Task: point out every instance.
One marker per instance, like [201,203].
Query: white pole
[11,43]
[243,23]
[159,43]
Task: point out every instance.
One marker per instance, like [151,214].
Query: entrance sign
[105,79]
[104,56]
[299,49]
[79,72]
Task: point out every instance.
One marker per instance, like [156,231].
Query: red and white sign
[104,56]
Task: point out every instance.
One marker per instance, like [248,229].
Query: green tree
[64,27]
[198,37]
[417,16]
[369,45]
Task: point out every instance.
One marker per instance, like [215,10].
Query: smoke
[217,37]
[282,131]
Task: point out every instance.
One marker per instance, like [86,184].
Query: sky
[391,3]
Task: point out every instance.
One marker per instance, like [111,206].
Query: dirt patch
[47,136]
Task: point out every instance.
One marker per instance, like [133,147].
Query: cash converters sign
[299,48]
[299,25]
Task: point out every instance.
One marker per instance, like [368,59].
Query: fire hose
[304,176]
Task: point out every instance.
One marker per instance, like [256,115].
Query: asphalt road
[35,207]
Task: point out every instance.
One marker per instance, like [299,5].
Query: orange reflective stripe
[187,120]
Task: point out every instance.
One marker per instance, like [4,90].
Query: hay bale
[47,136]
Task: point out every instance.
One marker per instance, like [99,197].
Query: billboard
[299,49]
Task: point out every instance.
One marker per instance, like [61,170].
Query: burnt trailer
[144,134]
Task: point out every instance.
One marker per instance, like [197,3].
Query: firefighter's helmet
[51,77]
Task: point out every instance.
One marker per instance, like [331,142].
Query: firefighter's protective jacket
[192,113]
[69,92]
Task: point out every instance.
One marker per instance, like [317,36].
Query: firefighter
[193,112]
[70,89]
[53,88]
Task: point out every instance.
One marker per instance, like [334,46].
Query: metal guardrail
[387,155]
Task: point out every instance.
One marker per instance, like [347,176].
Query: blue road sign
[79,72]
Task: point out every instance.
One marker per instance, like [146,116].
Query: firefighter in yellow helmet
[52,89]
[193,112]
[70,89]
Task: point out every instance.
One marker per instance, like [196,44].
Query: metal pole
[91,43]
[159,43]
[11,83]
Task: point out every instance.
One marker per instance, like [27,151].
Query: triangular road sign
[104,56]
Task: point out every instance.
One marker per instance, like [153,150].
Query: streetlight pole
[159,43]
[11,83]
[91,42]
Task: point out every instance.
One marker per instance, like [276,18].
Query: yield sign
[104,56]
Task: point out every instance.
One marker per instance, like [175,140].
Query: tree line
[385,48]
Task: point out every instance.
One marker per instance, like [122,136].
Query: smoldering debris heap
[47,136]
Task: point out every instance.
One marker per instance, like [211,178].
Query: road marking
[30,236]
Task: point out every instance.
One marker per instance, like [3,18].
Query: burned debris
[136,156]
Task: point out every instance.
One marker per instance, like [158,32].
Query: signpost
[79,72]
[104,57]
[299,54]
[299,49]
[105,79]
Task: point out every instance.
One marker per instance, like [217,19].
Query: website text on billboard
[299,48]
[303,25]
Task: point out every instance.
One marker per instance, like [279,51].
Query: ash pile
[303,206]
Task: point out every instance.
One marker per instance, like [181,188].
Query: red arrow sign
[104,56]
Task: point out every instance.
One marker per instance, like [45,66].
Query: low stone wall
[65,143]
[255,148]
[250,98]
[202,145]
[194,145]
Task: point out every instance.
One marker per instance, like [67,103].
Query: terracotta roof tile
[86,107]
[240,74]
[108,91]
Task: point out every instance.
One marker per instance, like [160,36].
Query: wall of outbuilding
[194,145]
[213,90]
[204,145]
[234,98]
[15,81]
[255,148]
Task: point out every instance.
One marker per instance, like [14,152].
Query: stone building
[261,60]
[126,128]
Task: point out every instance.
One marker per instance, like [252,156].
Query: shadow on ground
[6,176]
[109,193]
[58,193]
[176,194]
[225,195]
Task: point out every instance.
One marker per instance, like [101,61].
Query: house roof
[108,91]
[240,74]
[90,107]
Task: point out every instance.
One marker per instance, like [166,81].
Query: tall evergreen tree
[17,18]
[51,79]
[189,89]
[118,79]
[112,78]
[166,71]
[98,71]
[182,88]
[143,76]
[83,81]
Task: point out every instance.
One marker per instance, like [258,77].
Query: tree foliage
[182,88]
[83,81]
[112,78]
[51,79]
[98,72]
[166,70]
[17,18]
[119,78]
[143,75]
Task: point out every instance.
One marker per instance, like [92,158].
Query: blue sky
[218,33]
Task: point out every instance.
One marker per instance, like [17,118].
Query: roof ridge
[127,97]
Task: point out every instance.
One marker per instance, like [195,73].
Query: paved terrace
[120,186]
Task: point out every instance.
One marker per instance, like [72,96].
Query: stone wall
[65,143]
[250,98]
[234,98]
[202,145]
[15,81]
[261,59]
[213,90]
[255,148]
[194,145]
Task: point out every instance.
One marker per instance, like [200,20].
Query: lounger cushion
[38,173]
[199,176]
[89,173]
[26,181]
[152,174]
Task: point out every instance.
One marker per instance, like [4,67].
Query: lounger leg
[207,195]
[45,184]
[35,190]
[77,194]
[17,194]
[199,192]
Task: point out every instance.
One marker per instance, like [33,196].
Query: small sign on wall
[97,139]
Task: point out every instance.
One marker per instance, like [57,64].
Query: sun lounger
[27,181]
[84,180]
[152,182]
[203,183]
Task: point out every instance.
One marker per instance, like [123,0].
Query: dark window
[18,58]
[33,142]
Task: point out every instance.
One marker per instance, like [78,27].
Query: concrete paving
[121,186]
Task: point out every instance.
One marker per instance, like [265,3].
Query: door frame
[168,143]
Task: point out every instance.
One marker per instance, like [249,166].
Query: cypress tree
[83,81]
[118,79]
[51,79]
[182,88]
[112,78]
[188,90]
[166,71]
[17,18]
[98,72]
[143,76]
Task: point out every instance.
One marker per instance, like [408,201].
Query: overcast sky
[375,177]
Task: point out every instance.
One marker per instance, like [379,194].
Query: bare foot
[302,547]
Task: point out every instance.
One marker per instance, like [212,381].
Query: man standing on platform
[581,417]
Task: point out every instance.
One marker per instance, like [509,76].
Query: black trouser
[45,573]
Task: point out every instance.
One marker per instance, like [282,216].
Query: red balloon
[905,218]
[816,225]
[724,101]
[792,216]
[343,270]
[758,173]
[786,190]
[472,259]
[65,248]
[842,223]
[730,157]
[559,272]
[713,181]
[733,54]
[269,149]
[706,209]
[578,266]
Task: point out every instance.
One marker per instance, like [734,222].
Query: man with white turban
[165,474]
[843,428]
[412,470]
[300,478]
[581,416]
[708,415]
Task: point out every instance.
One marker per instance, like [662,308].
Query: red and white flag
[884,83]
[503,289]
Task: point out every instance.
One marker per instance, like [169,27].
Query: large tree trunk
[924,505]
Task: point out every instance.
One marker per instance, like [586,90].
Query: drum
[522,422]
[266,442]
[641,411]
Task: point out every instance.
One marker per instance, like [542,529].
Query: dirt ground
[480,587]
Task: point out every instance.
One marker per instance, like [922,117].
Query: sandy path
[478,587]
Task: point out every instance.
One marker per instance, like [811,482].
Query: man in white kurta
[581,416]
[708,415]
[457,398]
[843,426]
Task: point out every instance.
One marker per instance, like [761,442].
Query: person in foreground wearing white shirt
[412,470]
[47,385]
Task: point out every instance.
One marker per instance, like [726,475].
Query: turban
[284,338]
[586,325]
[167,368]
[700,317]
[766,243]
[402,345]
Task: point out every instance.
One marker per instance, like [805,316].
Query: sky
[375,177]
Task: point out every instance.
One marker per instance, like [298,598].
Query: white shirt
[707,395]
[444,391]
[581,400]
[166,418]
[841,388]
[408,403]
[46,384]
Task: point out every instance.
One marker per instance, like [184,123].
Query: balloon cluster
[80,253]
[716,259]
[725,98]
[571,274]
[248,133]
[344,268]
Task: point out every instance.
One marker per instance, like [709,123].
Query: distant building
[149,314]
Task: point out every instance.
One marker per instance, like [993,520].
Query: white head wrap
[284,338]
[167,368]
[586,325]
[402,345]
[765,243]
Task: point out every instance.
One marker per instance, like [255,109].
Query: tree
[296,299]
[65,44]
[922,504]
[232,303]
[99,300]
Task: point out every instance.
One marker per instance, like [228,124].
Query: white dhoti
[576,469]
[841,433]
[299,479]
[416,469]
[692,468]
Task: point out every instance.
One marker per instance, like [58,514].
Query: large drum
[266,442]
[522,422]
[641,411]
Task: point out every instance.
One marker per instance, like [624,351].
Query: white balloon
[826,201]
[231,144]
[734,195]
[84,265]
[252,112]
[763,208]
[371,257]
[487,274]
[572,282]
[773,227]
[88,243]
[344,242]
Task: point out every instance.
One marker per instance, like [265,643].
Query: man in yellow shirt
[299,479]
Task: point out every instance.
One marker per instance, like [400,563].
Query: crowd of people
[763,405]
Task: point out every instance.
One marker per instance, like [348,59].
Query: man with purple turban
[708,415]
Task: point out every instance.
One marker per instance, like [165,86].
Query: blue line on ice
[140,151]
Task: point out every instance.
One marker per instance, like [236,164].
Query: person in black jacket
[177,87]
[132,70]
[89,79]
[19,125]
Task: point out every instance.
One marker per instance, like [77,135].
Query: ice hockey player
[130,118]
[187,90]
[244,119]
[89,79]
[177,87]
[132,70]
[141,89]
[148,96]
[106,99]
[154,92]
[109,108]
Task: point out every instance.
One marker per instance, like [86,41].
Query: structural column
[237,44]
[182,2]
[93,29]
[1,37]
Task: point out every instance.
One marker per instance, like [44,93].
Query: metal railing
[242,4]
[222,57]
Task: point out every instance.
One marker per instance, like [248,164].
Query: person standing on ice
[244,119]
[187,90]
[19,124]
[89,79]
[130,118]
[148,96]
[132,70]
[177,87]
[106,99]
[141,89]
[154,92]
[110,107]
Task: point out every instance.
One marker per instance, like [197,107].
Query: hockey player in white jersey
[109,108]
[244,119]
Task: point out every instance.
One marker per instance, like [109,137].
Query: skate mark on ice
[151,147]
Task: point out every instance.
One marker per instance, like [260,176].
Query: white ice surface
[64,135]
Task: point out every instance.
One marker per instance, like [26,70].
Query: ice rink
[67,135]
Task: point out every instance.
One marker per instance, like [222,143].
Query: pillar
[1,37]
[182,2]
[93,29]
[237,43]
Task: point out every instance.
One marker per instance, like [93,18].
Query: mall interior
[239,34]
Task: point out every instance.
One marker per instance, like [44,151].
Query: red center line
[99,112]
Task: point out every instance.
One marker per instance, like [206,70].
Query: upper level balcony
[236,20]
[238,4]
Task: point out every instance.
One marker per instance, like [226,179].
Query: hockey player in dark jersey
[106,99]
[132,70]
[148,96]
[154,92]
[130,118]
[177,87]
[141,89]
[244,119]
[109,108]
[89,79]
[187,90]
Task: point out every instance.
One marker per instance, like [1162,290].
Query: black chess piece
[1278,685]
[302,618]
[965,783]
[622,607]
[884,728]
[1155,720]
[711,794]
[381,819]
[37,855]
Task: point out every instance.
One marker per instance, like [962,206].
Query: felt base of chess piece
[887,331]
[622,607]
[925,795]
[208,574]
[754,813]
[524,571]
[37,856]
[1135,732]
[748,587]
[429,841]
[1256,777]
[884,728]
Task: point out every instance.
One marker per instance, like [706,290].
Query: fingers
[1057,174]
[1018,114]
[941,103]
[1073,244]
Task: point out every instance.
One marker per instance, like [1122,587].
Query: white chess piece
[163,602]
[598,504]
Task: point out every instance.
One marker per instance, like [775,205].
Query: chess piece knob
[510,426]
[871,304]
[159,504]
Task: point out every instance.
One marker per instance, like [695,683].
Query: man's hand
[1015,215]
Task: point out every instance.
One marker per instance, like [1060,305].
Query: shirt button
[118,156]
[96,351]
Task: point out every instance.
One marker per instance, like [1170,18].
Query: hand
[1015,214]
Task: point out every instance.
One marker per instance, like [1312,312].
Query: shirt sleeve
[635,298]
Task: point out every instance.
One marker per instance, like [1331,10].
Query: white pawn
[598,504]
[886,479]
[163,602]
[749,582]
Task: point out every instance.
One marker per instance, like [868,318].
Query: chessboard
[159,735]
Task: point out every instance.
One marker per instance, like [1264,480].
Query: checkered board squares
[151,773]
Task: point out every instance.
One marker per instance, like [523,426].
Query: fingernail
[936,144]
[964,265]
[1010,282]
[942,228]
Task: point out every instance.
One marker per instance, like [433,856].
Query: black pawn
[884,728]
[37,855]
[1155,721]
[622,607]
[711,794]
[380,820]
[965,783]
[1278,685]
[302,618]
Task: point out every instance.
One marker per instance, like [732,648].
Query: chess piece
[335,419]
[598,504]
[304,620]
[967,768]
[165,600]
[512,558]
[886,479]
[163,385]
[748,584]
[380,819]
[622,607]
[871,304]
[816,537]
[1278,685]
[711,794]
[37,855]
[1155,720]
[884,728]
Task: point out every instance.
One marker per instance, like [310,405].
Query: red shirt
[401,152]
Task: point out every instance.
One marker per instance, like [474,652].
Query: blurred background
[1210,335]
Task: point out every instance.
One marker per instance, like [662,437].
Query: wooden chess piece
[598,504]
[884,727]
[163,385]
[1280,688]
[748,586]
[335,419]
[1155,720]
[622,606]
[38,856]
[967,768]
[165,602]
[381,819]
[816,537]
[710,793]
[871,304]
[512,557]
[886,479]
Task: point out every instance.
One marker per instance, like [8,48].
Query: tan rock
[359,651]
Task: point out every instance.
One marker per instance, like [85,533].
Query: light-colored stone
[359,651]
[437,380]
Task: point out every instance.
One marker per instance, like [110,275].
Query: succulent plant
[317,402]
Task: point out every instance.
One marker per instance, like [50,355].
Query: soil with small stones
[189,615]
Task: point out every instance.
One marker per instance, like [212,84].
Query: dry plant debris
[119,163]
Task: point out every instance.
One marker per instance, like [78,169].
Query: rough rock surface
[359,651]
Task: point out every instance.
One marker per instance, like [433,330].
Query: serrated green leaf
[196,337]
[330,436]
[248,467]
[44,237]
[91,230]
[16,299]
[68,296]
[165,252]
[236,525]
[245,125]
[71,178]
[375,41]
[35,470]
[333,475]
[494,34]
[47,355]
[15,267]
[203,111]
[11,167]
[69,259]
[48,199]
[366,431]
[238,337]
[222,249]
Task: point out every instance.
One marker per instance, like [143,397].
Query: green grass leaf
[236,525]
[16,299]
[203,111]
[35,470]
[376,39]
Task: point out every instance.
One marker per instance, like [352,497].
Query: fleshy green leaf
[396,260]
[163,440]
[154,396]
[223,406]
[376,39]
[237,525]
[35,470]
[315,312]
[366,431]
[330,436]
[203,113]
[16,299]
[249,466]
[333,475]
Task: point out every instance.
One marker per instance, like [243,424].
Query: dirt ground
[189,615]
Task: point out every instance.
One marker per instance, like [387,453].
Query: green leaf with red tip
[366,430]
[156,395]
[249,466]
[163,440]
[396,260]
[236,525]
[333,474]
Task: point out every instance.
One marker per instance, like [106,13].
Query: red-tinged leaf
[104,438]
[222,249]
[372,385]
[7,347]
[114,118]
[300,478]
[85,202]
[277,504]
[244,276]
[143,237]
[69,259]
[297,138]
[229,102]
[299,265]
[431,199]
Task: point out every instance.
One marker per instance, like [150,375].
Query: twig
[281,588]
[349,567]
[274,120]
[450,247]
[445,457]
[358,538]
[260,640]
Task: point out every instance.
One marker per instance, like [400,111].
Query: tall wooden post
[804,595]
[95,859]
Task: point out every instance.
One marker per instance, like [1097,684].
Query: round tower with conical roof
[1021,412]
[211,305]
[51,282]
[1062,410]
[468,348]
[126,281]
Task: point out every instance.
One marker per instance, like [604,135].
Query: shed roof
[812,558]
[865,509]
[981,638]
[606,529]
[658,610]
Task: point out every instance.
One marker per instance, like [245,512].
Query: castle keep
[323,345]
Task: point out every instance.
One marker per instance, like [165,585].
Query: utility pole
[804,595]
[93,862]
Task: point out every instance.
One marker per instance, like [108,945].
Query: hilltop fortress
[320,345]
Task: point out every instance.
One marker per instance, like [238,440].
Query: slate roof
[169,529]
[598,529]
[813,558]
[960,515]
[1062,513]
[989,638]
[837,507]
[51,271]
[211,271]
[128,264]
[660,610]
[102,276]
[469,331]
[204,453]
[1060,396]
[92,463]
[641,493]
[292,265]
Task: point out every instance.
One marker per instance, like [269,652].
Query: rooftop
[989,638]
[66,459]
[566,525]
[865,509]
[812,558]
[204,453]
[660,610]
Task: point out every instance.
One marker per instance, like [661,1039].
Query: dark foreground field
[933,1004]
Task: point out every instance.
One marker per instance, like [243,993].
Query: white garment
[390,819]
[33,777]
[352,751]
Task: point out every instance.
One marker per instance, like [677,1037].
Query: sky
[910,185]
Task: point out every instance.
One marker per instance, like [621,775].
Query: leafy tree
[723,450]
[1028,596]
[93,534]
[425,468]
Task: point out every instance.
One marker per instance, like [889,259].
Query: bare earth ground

-.-.-

- **Short problem**
List every line of the entries above that contains the word "dark", matching case exactly.

- **Answer to the exercise**
Query: dark window
Query: hockey player in dark jersey
Query: dark foreground field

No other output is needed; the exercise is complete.